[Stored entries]
##############################
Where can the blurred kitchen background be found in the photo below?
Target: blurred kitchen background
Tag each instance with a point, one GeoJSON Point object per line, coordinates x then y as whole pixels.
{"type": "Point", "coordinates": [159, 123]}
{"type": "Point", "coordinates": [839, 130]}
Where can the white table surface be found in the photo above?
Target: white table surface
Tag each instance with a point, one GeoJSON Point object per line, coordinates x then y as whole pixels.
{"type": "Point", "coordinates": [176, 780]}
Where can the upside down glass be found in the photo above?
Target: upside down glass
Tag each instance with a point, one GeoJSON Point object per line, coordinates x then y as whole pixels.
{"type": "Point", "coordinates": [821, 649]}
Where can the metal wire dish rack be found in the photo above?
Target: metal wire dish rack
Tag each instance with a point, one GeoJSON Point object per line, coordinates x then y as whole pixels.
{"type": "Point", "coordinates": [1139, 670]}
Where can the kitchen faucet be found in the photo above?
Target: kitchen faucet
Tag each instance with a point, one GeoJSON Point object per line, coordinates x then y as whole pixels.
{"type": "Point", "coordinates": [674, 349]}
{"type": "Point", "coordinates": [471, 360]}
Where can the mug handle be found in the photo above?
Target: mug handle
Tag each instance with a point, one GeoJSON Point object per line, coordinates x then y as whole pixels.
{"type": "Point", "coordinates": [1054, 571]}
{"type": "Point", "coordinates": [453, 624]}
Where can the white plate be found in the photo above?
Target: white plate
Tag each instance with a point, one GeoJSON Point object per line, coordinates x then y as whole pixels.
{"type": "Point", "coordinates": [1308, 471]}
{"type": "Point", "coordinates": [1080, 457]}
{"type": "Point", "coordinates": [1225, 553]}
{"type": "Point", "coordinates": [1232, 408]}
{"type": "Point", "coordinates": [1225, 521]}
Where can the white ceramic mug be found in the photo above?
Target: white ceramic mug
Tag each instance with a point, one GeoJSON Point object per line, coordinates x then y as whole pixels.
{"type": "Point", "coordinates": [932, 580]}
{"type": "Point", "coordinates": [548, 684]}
##############################
→ **PROBLEM STATEMENT**:
Swap every "mug handle" in the listing for "cup handle", then write out the entire listing again with nothing else changed.

→ **THE ANSWER**:
Where can the blurred kitchen background be found in the photo below?
Target: blurred kitchen background
Tag each instance with a point, one GeoJSON Point object per line, coordinates x then y as whole pixels.
{"type": "Point", "coordinates": [159, 123]}
{"type": "Point", "coordinates": [839, 130]}
Where can the white table surface be found in the photo above?
Target: white table surface
Tag each instance with a point, one GeoJSON Point object per line, coordinates x then y as whole pixels.
{"type": "Point", "coordinates": [176, 780]}
Where can the upside down glass be found in the photo above?
Target: upside down glass
Tag each instance with a point, one GeoJSON Point object per line, coordinates x then y as whole pixels.
{"type": "Point", "coordinates": [821, 649]}
Where can the metal wire dish rack be found in the photo above?
Target: metal wire dish rack
Tag each instance with a point, one GeoJSON Point object per line, coordinates x then y as whole pixels.
{"type": "Point", "coordinates": [1139, 670]}
Where can the kitchen faucet be found in the photo above?
Target: kitchen faucet
Tag each instance with a point, one GeoJSON Point object per line, coordinates x then y as whole pixels.
{"type": "Point", "coordinates": [674, 349]}
{"type": "Point", "coordinates": [471, 360]}
Where can the cup handle be found in the photo above?
Target: cup handle
Tag each instance with a point, one GeoJSON Point object per line, coordinates x then y as whole pixels.
{"type": "Point", "coordinates": [1054, 571]}
{"type": "Point", "coordinates": [453, 624]}
Where can the white plate be found in the photo above?
Target: white plate
Tag each instance with a point, one GeoJSON Point object per line, coordinates x then y as whole pixels.
{"type": "Point", "coordinates": [1308, 471]}
{"type": "Point", "coordinates": [1080, 457]}
{"type": "Point", "coordinates": [1225, 553]}
{"type": "Point", "coordinates": [1232, 408]}
{"type": "Point", "coordinates": [1225, 521]}
Where can the white ceramic mug be found in the photo above?
Target: white ceramic mug
Tag each instance with a point, one GeoJSON Point object per line, coordinates x then y as whole pixels.
{"type": "Point", "coordinates": [932, 580]}
{"type": "Point", "coordinates": [548, 684]}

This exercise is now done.